* _EXERCISE REQUIREMENTS_:
A) In the review, what did scientists in the late 1800's believe lay at the top of the world?
B) Return the stretch of the review from "I'm not a masochist." through "what I mean.", copied word for word.

* _TEXT_:
▼

I'm not a masochist. Oh sure, I still chase women. Not literally, and less frequently with less psychological damage. To me, I mean. But if I were a masochist, I'd read In The Kingdom of Ice like women read in The Crown of Thorns. If you know what I mean.

If you don't, let me tell you: the crew of the USS Jeanette suffered more deprivation, hardship, injury and despair than any dungeon would dare inflict on paying customers. Which Hampton Sides' account of the crews' fate describes in excruciating detail. But first...

Hit or Myth

Mr. Sides makes sure we know what scientists in the late 1800's thought lay at the top of the world: a warm polar ocean. Warm as in balmy. Full of marine life, cut off from the rest of the world. Perhaps even a lost tribe of humans!

And so nations sent sailing/steam ships North to crash through the mythical that-is-to-say-non-existent polar girdle to reach the North Pole. Obvious failure and, more often than not, horrific death resulting.

▲

* _SUPPLIED ENTRIES_:
▼

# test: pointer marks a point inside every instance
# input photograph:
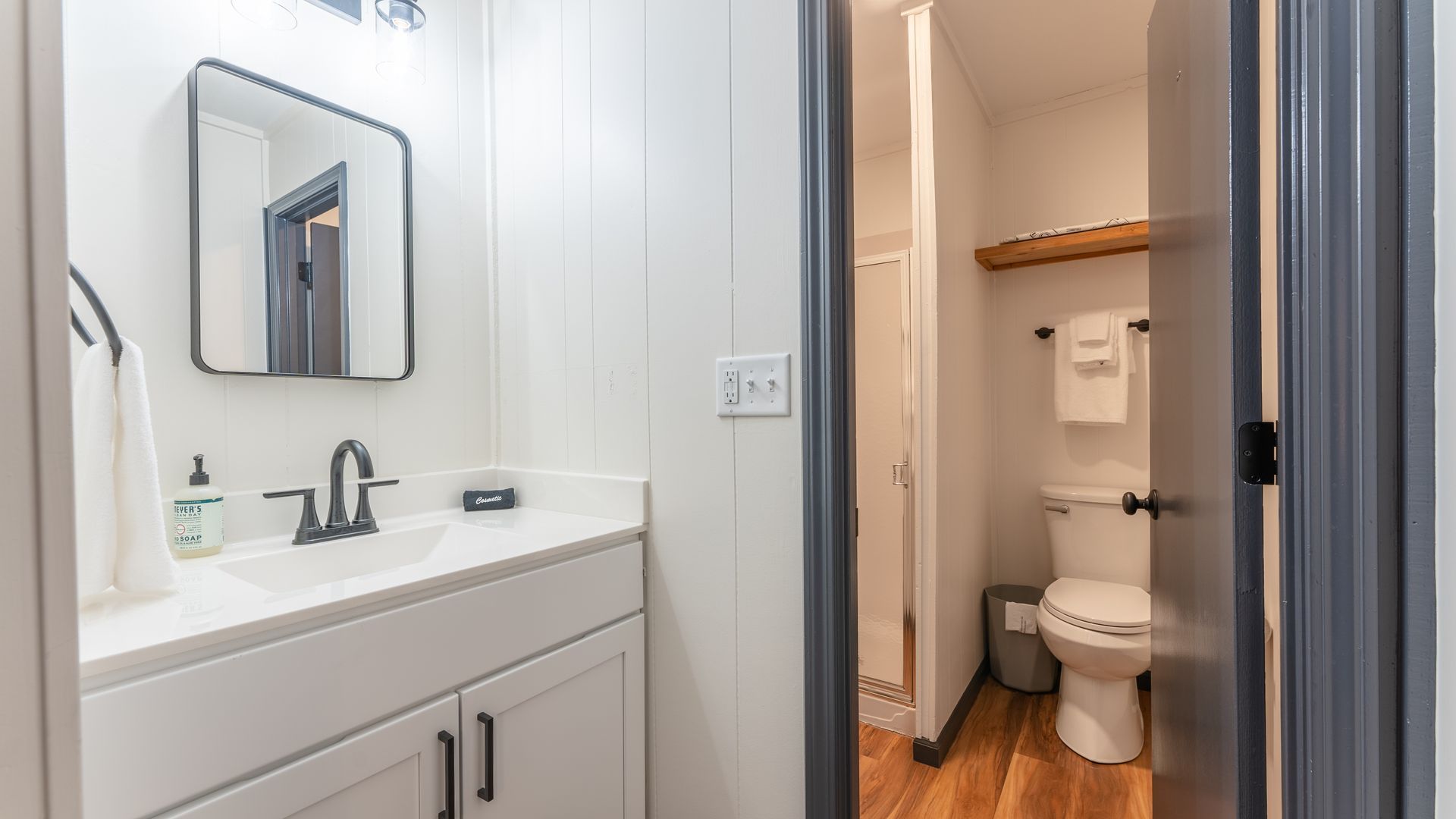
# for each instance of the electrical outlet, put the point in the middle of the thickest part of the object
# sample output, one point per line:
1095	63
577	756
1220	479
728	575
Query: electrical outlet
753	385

▲
▼

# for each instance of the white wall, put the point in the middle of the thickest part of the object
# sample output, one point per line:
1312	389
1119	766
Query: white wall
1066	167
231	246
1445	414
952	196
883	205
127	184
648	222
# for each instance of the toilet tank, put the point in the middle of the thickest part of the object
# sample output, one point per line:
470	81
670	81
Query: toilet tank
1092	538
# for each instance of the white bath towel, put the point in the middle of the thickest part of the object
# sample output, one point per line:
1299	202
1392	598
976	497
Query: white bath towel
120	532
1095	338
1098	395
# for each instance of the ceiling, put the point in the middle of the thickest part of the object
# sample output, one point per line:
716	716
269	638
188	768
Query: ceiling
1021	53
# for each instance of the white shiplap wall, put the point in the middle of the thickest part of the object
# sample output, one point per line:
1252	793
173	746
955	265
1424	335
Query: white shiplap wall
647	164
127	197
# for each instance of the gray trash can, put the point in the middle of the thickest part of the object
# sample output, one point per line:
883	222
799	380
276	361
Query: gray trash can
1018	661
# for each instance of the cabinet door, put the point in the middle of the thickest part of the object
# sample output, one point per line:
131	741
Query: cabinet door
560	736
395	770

▲

* _SOLUTION SET_:
A) A warm polar ocean.

B)
I'm not a masochist. Oh sure, I still chase women. Not literally, and less frequently with less psychological damage. To me, I mean. But if I were a masochist, I'd read In The Kingdom of Ice like women read in The Crown of Thorns. If you know what I mean.